+++ DATA PROVIDED +++
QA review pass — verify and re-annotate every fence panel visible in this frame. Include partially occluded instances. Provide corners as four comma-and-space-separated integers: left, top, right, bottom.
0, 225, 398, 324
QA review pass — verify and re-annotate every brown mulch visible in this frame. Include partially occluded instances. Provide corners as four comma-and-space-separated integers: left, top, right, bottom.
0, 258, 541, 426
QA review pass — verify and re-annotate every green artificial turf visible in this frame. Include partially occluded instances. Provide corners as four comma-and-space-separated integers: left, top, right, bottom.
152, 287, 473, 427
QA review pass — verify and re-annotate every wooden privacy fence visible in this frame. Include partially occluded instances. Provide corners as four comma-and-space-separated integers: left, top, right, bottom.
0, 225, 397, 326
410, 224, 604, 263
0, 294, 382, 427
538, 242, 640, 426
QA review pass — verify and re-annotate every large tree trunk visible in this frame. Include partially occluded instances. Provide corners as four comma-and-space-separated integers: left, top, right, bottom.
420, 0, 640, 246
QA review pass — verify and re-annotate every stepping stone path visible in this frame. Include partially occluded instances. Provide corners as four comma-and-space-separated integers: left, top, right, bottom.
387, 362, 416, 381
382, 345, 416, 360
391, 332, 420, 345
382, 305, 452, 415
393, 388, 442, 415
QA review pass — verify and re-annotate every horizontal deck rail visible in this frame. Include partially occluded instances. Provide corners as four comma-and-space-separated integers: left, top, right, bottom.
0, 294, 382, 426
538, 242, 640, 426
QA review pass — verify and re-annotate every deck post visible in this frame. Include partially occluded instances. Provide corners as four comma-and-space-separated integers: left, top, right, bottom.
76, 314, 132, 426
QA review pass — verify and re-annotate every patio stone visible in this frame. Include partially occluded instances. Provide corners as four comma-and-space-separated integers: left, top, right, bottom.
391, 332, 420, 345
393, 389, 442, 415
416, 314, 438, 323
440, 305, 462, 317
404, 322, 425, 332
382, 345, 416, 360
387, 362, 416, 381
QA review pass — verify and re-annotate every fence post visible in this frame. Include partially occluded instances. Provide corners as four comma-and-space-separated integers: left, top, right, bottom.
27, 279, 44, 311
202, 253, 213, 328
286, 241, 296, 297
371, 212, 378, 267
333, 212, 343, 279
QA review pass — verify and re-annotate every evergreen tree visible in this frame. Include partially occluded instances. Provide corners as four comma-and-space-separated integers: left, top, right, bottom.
+++
Which lines in the data contain the word "post"? Pick out each one and copy it in full.

* **RESULT OF THIS EXERCISE**
QA review pass — verify and re-annotate every deck post visible in this frame. Include partially occluded instances. Provide corners as four comma-and-space-separated integers: left, top, right, bottom.
QA review pass — verify and re-annotate every fence post visible in this frame. Include partially occluded instances. Provide corners as four comma-and-space-separated integers: left, top, right, bottom.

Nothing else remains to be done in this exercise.